## Stated task
Reproduce all of these lines, substituting "pin" for "marker" wherever it occurs and leaving everything else untouched.

Pointing records
>> begin

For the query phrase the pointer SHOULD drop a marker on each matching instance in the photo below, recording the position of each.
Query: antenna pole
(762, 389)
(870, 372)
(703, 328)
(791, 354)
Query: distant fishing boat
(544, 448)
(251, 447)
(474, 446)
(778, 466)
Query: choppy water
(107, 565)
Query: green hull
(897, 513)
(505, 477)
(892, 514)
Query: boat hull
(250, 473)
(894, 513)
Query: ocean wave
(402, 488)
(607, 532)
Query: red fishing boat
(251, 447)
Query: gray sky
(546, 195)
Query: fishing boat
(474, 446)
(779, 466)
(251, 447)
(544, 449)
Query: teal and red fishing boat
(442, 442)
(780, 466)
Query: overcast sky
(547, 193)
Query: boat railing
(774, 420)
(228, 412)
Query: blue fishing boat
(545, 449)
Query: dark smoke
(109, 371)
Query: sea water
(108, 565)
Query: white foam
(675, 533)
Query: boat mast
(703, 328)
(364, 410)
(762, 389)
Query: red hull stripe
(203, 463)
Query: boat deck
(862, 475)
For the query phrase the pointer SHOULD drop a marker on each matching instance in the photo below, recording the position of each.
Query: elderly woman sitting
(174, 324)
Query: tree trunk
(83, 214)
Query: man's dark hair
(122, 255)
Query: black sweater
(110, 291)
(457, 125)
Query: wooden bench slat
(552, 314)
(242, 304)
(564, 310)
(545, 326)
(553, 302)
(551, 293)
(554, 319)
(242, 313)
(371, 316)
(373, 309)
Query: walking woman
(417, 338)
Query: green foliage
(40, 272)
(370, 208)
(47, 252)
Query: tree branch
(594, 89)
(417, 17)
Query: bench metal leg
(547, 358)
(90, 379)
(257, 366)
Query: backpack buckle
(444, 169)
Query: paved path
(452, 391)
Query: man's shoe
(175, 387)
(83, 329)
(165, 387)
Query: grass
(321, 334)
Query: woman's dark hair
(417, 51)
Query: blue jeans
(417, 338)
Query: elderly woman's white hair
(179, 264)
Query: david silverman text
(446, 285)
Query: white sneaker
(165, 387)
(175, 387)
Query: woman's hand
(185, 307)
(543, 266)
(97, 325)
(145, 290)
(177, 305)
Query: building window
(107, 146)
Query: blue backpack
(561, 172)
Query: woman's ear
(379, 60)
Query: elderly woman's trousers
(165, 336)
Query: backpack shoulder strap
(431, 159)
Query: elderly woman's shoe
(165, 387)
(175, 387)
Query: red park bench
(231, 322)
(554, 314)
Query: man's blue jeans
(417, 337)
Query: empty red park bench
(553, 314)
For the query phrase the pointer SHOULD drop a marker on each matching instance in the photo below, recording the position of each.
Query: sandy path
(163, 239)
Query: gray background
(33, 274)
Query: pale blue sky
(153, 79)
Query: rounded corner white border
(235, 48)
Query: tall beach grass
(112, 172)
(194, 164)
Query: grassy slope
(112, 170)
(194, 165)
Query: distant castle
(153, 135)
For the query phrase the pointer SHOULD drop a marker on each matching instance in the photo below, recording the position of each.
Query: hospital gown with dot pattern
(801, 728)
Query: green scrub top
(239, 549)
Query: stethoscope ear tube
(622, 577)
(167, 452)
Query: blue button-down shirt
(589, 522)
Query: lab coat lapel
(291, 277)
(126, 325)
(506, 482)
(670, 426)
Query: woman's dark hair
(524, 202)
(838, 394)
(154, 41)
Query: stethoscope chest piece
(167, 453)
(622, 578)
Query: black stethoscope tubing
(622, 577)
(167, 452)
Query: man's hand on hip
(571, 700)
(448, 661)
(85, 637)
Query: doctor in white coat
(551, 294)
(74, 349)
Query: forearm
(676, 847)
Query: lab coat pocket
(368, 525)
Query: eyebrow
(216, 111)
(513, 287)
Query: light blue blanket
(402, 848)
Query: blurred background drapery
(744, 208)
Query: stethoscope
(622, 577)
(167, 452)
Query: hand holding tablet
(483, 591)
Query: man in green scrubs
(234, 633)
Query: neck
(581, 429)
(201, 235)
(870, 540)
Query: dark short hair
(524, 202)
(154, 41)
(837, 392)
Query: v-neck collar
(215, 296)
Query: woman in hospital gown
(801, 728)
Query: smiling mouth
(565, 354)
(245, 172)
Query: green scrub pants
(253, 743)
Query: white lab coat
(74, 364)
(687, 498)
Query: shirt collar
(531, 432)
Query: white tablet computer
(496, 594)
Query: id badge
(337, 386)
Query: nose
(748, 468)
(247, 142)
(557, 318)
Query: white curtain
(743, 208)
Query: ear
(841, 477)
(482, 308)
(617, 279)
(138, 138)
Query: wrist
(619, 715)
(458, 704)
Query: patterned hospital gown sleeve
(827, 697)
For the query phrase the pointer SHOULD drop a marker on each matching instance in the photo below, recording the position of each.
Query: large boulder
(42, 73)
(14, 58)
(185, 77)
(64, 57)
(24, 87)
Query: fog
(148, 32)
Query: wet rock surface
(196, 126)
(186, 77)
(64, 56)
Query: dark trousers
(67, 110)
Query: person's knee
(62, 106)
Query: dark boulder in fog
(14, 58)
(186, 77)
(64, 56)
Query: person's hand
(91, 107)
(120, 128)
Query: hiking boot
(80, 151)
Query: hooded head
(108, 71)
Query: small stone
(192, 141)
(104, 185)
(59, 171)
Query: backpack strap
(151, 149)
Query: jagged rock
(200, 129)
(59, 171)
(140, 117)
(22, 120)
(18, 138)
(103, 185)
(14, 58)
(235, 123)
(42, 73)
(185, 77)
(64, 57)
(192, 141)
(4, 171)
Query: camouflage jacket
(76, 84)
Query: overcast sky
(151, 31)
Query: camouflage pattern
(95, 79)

>> end

## Expected output
For the query phrase the pointer SHOULD drop a pin on each matching instance in the photo below, recording the position of each.
Query: antenna pole
(762, 389)
(870, 372)
(703, 328)
(791, 354)
Query: distant fishing boat
(544, 448)
(251, 447)
(474, 446)
(778, 466)
Query: choppy water
(107, 565)
Query: green hull
(897, 513)
(505, 477)
(892, 514)
Query: boat hull
(250, 473)
(894, 513)
Query: ocean wave
(402, 488)
(607, 532)
Query: red fishing boat
(251, 447)
Query: gray sky
(546, 195)
Query: fishing boat
(474, 446)
(779, 466)
(251, 447)
(544, 449)
Query: teal and red fishing boat
(442, 442)
(780, 466)
Query: overcast sky
(547, 193)
Query: boat railing
(774, 420)
(228, 412)
Query: blue fishing boat
(545, 449)
Query: dark smoke
(109, 371)
Query: sea water
(108, 565)
Query: white foam
(675, 533)
Query: boat mast
(703, 328)
(364, 410)
(762, 389)
Query: red hull stripe
(203, 463)
Query: boat deck
(862, 475)
For the query phrase the pointer SHOULD drop a pin on each matching instance in the photo below, recording the position of each.
Query: elderly woman sitting
(174, 324)
Query: tree trunk
(83, 214)
Query: man's dark hair
(122, 255)
Query: black sweater
(110, 291)
(457, 125)
Query: wooden bench slat
(552, 314)
(242, 304)
(564, 310)
(545, 326)
(553, 302)
(551, 293)
(554, 319)
(242, 313)
(371, 316)
(373, 309)
Query: walking woman
(417, 338)
Query: green foliage
(40, 272)
(370, 208)
(47, 252)
Query: tree branch
(594, 89)
(417, 17)
Query: bench metal leg
(547, 358)
(90, 379)
(257, 366)
Query: backpack buckle
(444, 169)
Query: paved path
(452, 391)
Query: man's shoe
(175, 387)
(83, 329)
(165, 387)
Query: grass
(321, 334)
Query: woman's dark hair
(417, 51)
Query: blue jeans
(417, 338)
Query: elderly woman's white hair
(179, 264)
Query: david silverman text
(446, 285)
Query: white sneaker
(165, 387)
(175, 387)
Query: woman's hand
(185, 307)
(543, 266)
(97, 325)
(145, 290)
(177, 305)
Query: building window
(107, 146)
Query: blue backpack
(561, 172)
Query: woman's ear
(379, 60)
Query: elderly woman's trousers
(165, 336)
Query: backpack shoulder strap
(431, 159)
Query: elderly woman's shoe
(165, 387)
(175, 387)
Query: red park bench
(231, 322)
(554, 314)
Query: man's blue jeans
(417, 337)
Query: empty red park bench
(553, 314)
For the query phrase the pointer SHOULD drop a pin on each matching instance in the photo below, recording the position of each.
Query: sandy path
(163, 239)
Query: gray background
(33, 274)
Query: pale blue sky
(153, 79)
Query: rounded corner white border
(235, 48)
Query: tall beach grass
(112, 172)
(194, 164)
Query: grassy slope
(112, 170)
(194, 165)
Query: distant castle
(153, 135)
For the query phrase the pointer SHOULD drop a pin on each matching instance in the photo below, recording the position of each.
Query: hospital gown with dot pattern
(801, 728)
Query: green scrub top
(239, 549)
Query: stethoscope ear tube
(622, 577)
(167, 452)
Query: blue button-down shirt
(589, 522)
Query: lab coat lapel
(291, 277)
(126, 325)
(506, 482)
(670, 426)
Query: woman's dark hair
(524, 202)
(838, 394)
(154, 41)
Query: stethoscope chest piece
(167, 453)
(622, 578)
Query: black stethoscope tubing
(622, 577)
(167, 452)
Query: man's hand on hip
(571, 700)
(448, 661)
(85, 637)
Query: doctor in white coat
(551, 294)
(74, 349)
Query: forearm
(676, 847)
Query: lab coat pocket
(368, 525)
Query: eyebrow
(216, 111)
(513, 287)
Query: light blue blanket
(402, 848)
Query: blurred background drapery
(744, 208)
Query: stethoscope
(622, 577)
(167, 452)
Query: hand holding tablet
(483, 591)
Query: man in green scrubs
(234, 633)
Query: neck
(581, 429)
(201, 235)
(870, 540)
Query: dark short hair
(524, 202)
(154, 41)
(837, 392)
Query: v-neck collar
(215, 296)
Query: woman in hospital gown
(801, 728)
Query: smiling mouth
(565, 354)
(245, 172)
Query: green scrub pants
(253, 743)
Query: white lab coat
(74, 364)
(687, 498)
Query: shirt collar
(531, 432)
Query: white tablet computer
(496, 594)
Query: id badge
(337, 386)
Query: nose
(748, 468)
(247, 142)
(557, 318)
Query: white curtain
(743, 208)
Query: ear
(841, 477)
(482, 308)
(617, 279)
(138, 138)
Query: wrist
(619, 715)
(458, 704)
Query: patterned hospital gown sleeve
(827, 697)
For the query phrase the pointer SHOULD drop a pin on each matching instance in the photo below, recording the position of each.
Query: large boulder
(42, 73)
(14, 58)
(185, 77)
(64, 57)
(24, 87)
Query: fog
(148, 32)
Query: wet rock surface
(196, 126)
(186, 77)
(64, 56)
Query: dark trousers
(67, 110)
Query: person's knee
(62, 106)
Query: dark boulder in fog
(14, 58)
(186, 77)
(64, 56)
Query: person's hand
(91, 107)
(120, 128)
Query: hiking boot
(80, 151)
Query: hooded head
(108, 71)
Query: small stone
(192, 141)
(104, 185)
(59, 171)
Query: backpack strap
(151, 149)
Query: jagged rock
(200, 129)
(59, 171)
(140, 117)
(22, 120)
(18, 138)
(103, 185)
(14, 58)
(235, 123)
(42, 73)
(185, 77)
(64, 57)
(192, 141)
(4, 171)
Query: camouflage jacket
(76, 84)
Query: overcast sky
(151, 31)
Query: camouflage pattern
(95, 79)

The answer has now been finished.